* _SOURCE PASSAGE_
With the new genomic data bases of model species, such as Esherichia coli, Saccharomyces cerevisae, mouse, and human, the sequences of many proteins of biological interest will in principle be known, and the problem of characterizing a protein primary structure will be reduced to identifying it in the data base. 
   Within the past few years several research groups have demonstrated how MS can be used for identification of proteins in sequence data bases. One approach is to cleave the protein with a sequence-specific proteolytic enzyme, measure molecular weight values for the resulting peptide mixture by mass spectrometry, and search a sequence data base for proteins that should yield these values. Search algorithms have also been implemented recently that utilize low resolution tandem mass spectra of selected peptides (<3 kDa) from the protein degradation. Yates and coworkers compared the MS/MS sequence data to the sequences predicted for each of the peptides that would be generated from each protein in the data base.  In the PEPTIDESEARCH sequence tag approach of Mann and Wilm, a partial sequence of 2–3 amino acids is assigned from the fragment mass differences in the MS/MS spectrum. This partial sequence and its mass distance from each end of the peptide (based on the masses of the fragment and molecular ions) are used for the data base search.
   For three studied proteins, a single sequence tag retrieved only the correct protein from the data base; a fourth protein required the input of two sequence tags.

* _HOW TO COMPLETE THIS TASK_
Copy the stretch of the protein identification passage from "With the new" through "it in the data base.", switching "model species" to "reference organisms".

* _EXTRACTED DATA_
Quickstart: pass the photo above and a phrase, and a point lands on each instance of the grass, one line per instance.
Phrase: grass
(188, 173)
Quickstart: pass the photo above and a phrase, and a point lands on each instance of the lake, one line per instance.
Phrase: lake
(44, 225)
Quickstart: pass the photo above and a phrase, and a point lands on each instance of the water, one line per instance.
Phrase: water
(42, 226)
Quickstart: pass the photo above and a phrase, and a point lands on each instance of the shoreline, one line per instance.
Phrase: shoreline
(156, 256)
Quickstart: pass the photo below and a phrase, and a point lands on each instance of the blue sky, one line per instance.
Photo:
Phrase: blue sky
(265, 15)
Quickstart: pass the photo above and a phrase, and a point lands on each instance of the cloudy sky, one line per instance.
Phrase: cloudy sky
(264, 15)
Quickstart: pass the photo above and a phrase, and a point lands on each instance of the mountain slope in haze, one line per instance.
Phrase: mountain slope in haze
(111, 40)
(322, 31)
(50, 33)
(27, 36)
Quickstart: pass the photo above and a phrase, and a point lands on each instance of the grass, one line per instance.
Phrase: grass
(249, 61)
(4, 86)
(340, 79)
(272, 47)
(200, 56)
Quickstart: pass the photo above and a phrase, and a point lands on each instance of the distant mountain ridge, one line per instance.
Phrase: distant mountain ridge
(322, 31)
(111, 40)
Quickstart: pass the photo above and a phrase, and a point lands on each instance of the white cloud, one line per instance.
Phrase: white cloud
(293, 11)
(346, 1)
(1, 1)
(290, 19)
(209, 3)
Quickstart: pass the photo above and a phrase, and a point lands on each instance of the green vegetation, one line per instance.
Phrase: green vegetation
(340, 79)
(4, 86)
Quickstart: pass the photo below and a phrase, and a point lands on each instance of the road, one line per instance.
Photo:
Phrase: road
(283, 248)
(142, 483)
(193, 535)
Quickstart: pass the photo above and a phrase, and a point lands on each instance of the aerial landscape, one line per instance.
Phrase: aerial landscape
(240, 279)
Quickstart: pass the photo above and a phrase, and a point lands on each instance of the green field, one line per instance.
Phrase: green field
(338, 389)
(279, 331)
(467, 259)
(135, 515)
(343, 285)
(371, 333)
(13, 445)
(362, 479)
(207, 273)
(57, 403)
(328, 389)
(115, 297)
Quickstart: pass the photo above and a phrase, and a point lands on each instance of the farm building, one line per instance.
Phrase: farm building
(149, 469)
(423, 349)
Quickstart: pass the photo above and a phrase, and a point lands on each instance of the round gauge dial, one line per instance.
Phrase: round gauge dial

* _TASK RESPONSE_
With the new genomic data bases of reference organisms, such as Esherichia coli, Saccharomyces cerevisae, mouse, and human, the sequences of many proteins of biological interest will in principle be known, and the problem of characterizing a protein primary structure will be reduced to identifying it in the data base.